Work instructions
1: In the forum thread about the Sentosa Monorail, how many years had the monorail been in service when it made its final journey?
2: In the forum thread about the Sentosa Monorail, why does the poster kenmin not see the 2008 change to the Changi Airport Skytrain as a loss?

(Provided passage begins)

The Sentosa monorail is closing next week loh....what a sad thing to happen.....


----------



## ignoramus (Jun 16, 2004)

To Achieve/Maintain Our Aviation/Tourism Hub Status
= The Loss Of The Sentosa Monorail In 2005
= The Loss Of The Changi Airport Skytrain In 2008


----------



## babystan03 (Jun 10, 2003)

ignoramus said:


> To Achieve/Maintain Our Aviation/Tourism Hub Status
> = The Loss Of The Sentosa Monorail In 2005
> = The Loss Of The Changi Airport Skytrain In 2008


No choice......we have to keep on improving our infrastructure to keep up with the rest of the competition.......:yes:


----------



## ignoramus (Jun 16, 2004)

Someone please take pics/video clips of the Sentosa Monorail before it disappears.

And while there, take pics of the construction going on too. All these would be much appreciated.

The ''Sentosa Monorail'' entry has been deleted. It won't be long now before I find myself in 2008 deleting the Changi Airport Skytrain entry.


----------



## babystan03 (Jun 10, 2003)

ignoramus said:


> Someone please take pics/video clips of the Sentosa Monorail before it disappears.
> 
> And while there, take pics of the construction going on too. All these would be much appreciated.
> 
> The ''Sentosa Monorail'' entry has been deleted. It won't be long now before I find myself in 2008 deleting the Changi Airport Skytrain entry.


Hmm....maybe I go and take the last ride of the monorail tomorrow......:yes:


----------



## ignoramus (Jun 16, 2004)

babystan03 said:


> Hmm....maybe I go and take the last ride of the monorail tomorrow......:yes:


Good. I will certainly miss the monorail. The cute ''Underwater World Station'' announcements in Japanese.


----------



## babystan03 (Jun 10, 2003)

babystan03 said:


> This story was printed from TODAYonline
> 
> *All aboard the Sentosa Express*
> 
> ...


Aiyo the monorail stop running today.......fortunately I haven't go.....if not wasted trip.......:yes:


----------



## kenmin (Jan 8, 2004)

ignoramus said:


> ...
> = The Loss Of The Changi Airport Skytrain In 2008


Don't think this is a loss. It's merely an upgrade. I think the new trains will still be using the current stations.


----------



## babystan03 (Jun 10, 2003)

Construction update of the new monorail(16/3/05):


----------



## babystan03 (Jun 10, 2003)

Taking the Northeast Line from Harbourfront (16/3/05):


----------



## babystan03 (Jun 10, 2003)

16 March 2005 

*Sentosa's Monorail makes final journey after 23 years*
By Pearl Forss, Channel NewsAsia

SINGAPORE : Sentosa's Monorail made its final journey on Tuesday night after 23 years in service.

(Provided passage ends)
(Listed records begins)

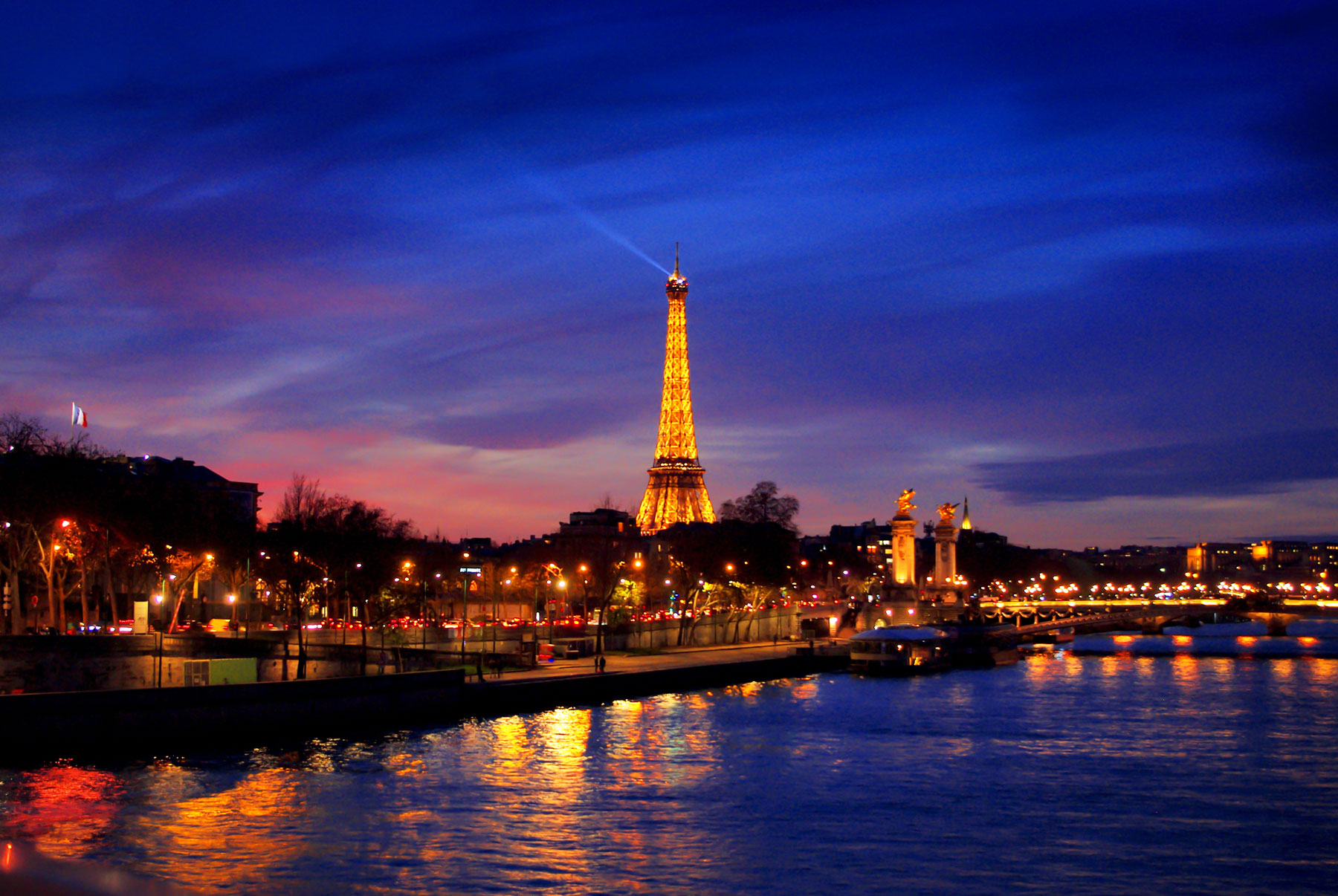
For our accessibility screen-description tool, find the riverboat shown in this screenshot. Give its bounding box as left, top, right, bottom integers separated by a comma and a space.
850, 625, 953, 677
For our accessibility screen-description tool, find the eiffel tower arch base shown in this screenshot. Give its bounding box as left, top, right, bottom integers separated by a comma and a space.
637, 467, 716, 533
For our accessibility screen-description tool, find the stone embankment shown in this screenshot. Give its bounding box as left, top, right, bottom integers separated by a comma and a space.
0, 643, 846, 765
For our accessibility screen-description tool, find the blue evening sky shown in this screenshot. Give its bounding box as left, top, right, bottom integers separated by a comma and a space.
0, 0, 1338, 547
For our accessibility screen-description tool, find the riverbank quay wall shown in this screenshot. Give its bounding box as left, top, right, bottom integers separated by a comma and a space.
0, 649, 847, 766
0, 632, 388, 694
0, 607, 799, 694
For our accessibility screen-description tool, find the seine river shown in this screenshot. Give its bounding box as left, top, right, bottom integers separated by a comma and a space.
0, 636, 1338, 896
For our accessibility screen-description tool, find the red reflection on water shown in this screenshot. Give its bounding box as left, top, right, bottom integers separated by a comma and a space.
4, 765, 120, 854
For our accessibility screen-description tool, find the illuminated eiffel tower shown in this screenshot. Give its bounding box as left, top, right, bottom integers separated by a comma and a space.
637, 244, 716, 535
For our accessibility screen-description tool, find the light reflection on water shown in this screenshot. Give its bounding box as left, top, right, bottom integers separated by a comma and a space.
0, 660, 1338, 893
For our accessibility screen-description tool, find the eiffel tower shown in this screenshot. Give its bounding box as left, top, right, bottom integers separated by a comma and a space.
637, 244, 716, 535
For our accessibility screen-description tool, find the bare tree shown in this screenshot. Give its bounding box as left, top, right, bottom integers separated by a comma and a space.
720, 480, 799, 531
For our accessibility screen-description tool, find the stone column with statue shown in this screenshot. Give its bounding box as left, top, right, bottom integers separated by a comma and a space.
930, 504, 958, 603
888, 488, 920, 602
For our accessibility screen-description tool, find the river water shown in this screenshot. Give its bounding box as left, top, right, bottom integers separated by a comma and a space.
0, 636, 1338, 896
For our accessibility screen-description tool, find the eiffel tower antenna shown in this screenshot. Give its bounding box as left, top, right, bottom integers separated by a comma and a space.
637, 244, 716, 535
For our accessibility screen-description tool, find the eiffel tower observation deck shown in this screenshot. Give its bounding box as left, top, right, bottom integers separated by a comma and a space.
637, 244, 716, 535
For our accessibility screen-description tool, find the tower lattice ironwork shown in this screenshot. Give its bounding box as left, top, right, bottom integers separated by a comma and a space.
637, 244, 716, 532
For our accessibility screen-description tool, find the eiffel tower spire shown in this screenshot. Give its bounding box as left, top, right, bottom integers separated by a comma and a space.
637, 244, 716, 533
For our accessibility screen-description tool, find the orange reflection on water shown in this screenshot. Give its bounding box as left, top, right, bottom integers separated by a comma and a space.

(Listed records ends)

Results of the exercise
1: 23 years.

2: kenmin calls the change merely an upgrade rather than a loss. The reason given is kenmin's belief that the new trains will still use the current stations.